- _DOCUMENT PASSAGE_:
__________________________________________________
The firm is targeting a slice of the 6.3bn bookings which are made at hotels every year, generating an approximate $600bn for the hotel industry in 2018, by allowing apps to side-step commission fees.

If a hotel wants to offer information about its rooms to a travel agency or technology company, it must pay around $25,000 to open up its data -Impala said – on top of which they then must pay commission fees per booking.

Investor Lakestar has previously backed travel and holiday firm such as AirBnB, GetYourGuide, and HomeToGo.

Lakestar partner Christoph Schuh, said: “Impala has the potential to become an important layer for the future of travel, a trillion-dollar industry.

While the firm is currently focused on companies that only need to ‘read’ the hotels’ data, the new funding is to be invested in providing the ability to book directly via its API.

The firm said the new feature will ‘revolutionise’ the potential for cross-selling hotel rooms via specialist travel agencies, niche publishers, search engines and eCommerce sites.

Julian Rowe, partner at Latitude Ventures, added: “Online travel was one of the earliest mass use-cases of the internet – yet the underlying infrastructure supporting it has barely evolved.

“Impala will enable hotels to establish deeper, more personalised relationships with travellers, helping them become better businesses. At the same time, Impala can support competition and unlock a new level of customer experience. Travellers stand to benefit hugely.’
__________________________________________________
- _THE PROBLEM_: According to the Impala passage, what is the new funding to be invested in? The entries after the Impala passage have no connection to it.

- _MATERIAL SUPPLIED_:
__________________________________________________
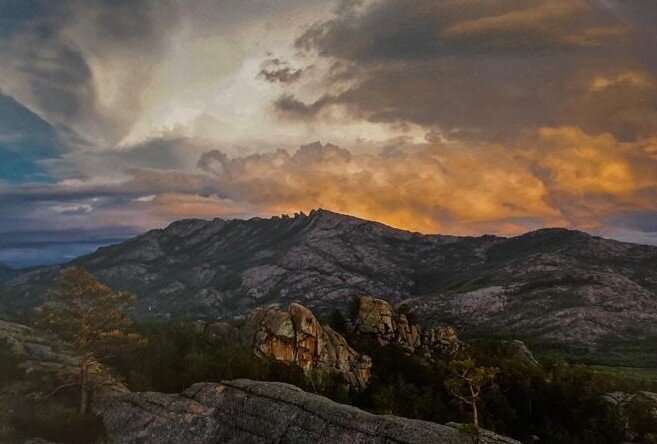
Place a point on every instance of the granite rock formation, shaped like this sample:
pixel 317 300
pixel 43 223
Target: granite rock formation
pixel 244 411
pixel 623 405
pixel 550 286
pixel 296 336
pixel 377 317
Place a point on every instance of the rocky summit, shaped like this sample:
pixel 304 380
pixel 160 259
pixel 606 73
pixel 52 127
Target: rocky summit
pixel 549 286
pixel 296 336
pixel 244 411
pixel 238 411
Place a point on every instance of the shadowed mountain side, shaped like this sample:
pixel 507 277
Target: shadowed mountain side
pixel 551 285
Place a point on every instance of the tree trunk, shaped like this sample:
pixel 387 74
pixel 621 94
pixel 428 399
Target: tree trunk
pixel 475 414
pixel 84 390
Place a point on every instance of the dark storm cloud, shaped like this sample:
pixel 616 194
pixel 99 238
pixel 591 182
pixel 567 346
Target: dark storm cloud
pixel 279 71
pixel 494 66
pixel 47 68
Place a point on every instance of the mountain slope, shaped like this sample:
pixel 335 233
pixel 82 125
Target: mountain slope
pixel 551 285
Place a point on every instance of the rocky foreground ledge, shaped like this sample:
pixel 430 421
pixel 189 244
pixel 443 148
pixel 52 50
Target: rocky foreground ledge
pixel 245 411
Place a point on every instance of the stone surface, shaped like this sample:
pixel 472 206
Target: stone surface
pixel 621 404
pixel 518 350
pixel 296 336
pixel 377 317
pixel 550 286
pixel 244 411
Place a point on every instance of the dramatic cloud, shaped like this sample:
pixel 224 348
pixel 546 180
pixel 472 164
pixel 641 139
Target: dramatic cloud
pixel 491 66
pixel 460 116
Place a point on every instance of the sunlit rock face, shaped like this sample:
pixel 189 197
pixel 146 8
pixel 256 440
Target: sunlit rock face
pixel 376 317
pixel 296 336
__________________________________________________
- _SOLUTION FOR THIS PROBLEM_: Providing the ability to book directly via Impala's API.